▶ SET EXERCISE
Retype all of the data exactly as given.

---------- TASK MATERIAL ----------

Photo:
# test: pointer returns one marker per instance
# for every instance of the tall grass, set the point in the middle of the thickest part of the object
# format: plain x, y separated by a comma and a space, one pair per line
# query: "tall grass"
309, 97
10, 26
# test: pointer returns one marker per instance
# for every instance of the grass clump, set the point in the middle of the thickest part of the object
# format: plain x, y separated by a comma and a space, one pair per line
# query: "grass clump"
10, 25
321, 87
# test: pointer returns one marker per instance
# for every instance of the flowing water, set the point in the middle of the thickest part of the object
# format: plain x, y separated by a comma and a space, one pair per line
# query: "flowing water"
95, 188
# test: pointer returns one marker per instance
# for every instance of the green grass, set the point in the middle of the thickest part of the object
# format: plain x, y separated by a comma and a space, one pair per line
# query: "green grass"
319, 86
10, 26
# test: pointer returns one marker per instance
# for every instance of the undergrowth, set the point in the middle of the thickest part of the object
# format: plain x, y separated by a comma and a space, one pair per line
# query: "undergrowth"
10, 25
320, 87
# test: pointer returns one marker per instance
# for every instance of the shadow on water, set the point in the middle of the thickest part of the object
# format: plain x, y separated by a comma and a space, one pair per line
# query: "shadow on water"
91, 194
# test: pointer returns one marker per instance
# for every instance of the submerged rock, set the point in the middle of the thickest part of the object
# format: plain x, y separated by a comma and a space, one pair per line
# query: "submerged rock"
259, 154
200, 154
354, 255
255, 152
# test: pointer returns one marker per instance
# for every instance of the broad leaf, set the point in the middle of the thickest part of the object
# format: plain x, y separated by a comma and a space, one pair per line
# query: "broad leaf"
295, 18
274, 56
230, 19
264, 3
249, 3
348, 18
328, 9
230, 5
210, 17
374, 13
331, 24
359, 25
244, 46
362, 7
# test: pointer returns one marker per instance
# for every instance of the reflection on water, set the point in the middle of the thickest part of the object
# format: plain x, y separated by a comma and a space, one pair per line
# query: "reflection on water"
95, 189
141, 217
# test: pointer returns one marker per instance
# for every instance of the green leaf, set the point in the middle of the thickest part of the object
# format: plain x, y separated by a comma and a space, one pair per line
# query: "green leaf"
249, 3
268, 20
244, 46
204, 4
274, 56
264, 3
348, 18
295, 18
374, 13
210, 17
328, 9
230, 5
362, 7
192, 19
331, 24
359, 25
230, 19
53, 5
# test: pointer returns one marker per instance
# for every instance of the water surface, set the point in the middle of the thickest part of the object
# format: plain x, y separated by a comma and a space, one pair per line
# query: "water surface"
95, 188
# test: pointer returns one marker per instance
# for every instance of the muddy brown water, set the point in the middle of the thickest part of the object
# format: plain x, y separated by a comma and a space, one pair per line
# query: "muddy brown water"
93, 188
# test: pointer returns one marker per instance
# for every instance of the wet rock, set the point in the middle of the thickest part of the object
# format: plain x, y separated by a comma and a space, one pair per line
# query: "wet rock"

----------

▶ RESPONSE BELOW
Photo:
# test: pointer returns one marker per instance
# for every instance of the tall grass, set the point in the middle of the thickest part of the object
# format: plain x, y separated by a comma and a space, one pair per line
# query: "tall grass"
309, 97
10, 26
# test: pointer returns one marker per instance
# for every instance of the grass clump, set the point in the middle of the thickest part of the object
# format: plain x, y separated by a comma and a space, one pair per line
# query: "grass clump"
10, 25
321, 87
# test: pointer returns one marker per instance
# for every instance of the flowing water, set the point in the middle of the thickest part of the object
# format: plain x, y separated by a comma and a space, one pair per line
# query: "flowing water"
95, 188
# test: pointer returns one marker per instance
# for every instance of the green grass, set the point in the middle of the thickest part of the object
# format: plain x, y separated by a comma and a space, one pair per line
# query: "green grass"
319, 86
10, 26
# test: pointer returns one marker per instance
# for every instance of the undergrowth, set the point in the middle of the thickest part of the object
# format: plain x, y separated by a comma and a space, one pair per line
# query: "undergrowth"
10, 25
320, 87
# test: pointer returns one marker per instance
# for every instance of the shadow on water, set the point in the middle of the thickest part of the object
# format: plain x, y separated by a comma and a space, one pair per line
# query: "shadow on water"
91, 194
# test: pointer returns one marker per instance
# for every instance of the submerged rock, set the point in the middle of the thickest part of the object
# format: plain x, y separated by a comma and a space, one pair per line
# query: "submerged rock"
259, 154
200, 154
354, 255
255, 152
# test: pointer returns one marker per instance
# for every instance of the broad leaf, set the point in the middle of the thickest part of the object
# format: plain x, y separated by a comma and a space, one pair per line
# query: "broad leaf"
295, 18
274, 56
230, 19
264, 3
249, 3
348, 18
328, 9
230, 5
210, 17
374, 13
331, 24
359, 25
244, 46
362, 7
# test: pointer returns one marker per instance
# for every instance of the reflection on water, set the point in the middle of the thickest part of the object
# format: plain x, y separated by a comma and a space, one pair per line
# query: "reflection on water"
95, 189
141, 217
# test: pointer returns one marker per instance
# for every instance of the green leaf, set the point in the middle of the thickest part of the object
# format: plain x, y separated by a comma and a space, one pair per line
# query: "green leaf"
249, 3
268, 20
244, 46
204, 4
274, 56
264, 3
348, 18
295, 18
374, 13
210, 17
328, 9
230, 5
362, 7
192, 19
331, 24
359, 25
230, 19
53, 5
# test: pointer returns one marker per instance
# for every instance of the water surface, set the point in the middle of the thickest part of the object
# format: plain x, y separated by a comma and a space, one pair per line
# query: "water surface"
95, 188
# test: pointer returns one marker per instance
# for every instance of the muddy brown water, set the point in the middle of the thickest part of the object
# format: plain x, y separated by a comma and a space, one pair per line
# query: "muddy brown water"
93, 188
# test: pointer returns one marker per instance
# for every instance of the wet rock, set the point in the middle of the thickest part of the object
# format: plain x, y separated by a comma and a space, one pair per line
# query: "wet rock"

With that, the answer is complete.